-- Task goal --
Each record below must be returned exactly as shown.

-- Material shown --
• • • •

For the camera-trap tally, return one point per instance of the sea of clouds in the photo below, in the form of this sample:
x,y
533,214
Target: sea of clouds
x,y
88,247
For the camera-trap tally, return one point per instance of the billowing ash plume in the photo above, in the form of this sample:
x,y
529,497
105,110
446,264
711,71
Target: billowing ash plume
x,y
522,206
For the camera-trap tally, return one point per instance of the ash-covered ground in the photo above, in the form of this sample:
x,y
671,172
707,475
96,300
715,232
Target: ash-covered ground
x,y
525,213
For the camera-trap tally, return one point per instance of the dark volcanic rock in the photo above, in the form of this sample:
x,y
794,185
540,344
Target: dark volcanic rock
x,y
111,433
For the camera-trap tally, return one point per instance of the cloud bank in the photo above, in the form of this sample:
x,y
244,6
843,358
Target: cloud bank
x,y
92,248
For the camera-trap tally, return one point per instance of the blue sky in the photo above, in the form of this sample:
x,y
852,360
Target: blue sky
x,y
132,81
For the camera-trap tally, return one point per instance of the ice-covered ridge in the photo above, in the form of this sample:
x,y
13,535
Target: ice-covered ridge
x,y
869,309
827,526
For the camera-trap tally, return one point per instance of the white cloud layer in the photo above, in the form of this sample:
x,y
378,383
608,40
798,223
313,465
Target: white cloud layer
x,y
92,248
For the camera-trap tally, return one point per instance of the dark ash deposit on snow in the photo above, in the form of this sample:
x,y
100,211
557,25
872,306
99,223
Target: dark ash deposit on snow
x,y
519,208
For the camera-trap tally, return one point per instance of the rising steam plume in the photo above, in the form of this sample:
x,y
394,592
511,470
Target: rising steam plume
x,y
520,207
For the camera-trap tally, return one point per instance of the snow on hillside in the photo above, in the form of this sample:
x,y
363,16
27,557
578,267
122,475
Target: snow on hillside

• • • •

-- Task output --
For the camera-trap tally, return one point per instance of the sea of clouds in the photo below, in the form of this sample:
x,y
533,214
Target: sea of clouds
x,y
88,247
For the camera-trap tally, return one point per instance of the billowing ash plume in the photo above, in the form of this sample:
x,y
529,497
105,110
446,264
711,71
Target: billowing ash plume
x,y
522,206
For the camera-trap tally, return one point per instance of the ash-covered ground in the photo above, in the form of this sample:
x,y
671,172
707,475
96,300
715,232
Target: ash-covered ground
x,y
525,213
For the camera-trap tally, return one point per instance of the dark volcanic rock in the photo above, in the form of this sample:
x,y
794,185
540,344
Target: dark volcanic rock
x,y
111,433
For the camera-trap tally, return one point per instance of the cloud bank in the photo above, in the form of this sample:
x,y
244,6
843,358
Target: cloud bank
x,y
92,248
For the camera-trap tally, return one point per instance of the blue sky in the photo above, in the form of this sample:
x,y
852,360
Target: blue sky
x,y
132,81
For the camera-trap tally, return one point per instance of the ice-covered ridge in the photo above, in the form of this sample:
x,y
13,535
Target: ice-covered ridge
x,y
869,309
827,526
For the camera-trap tally, return one point per instance of the white cloud layer in the photo above, in the form of this sample:
x,y
378,383
608,40
798,223
313,465
Target: white cloud layer
x,y
92,248
For the camera-trap tally, return one point per instance of the dark ash deposit on snow in the photo above, in the form of this sample:
x,y
100,211
557,25
872,306
99,223
Target: dark ash deposit on snow
x,y
519,208
For the camera-trap tally, return one point per instance of the rising steam plume in the photo above, in the form of this sample:
x,y
394,592
511,470
Target: rising steam plume
x,y
520,207
For the camera-trap tally, return one point per instance of the snow on hillside in the photo above, in the form of this sample:
x,y
363,16
27,557
578,267
122,475
Target: snow on hillside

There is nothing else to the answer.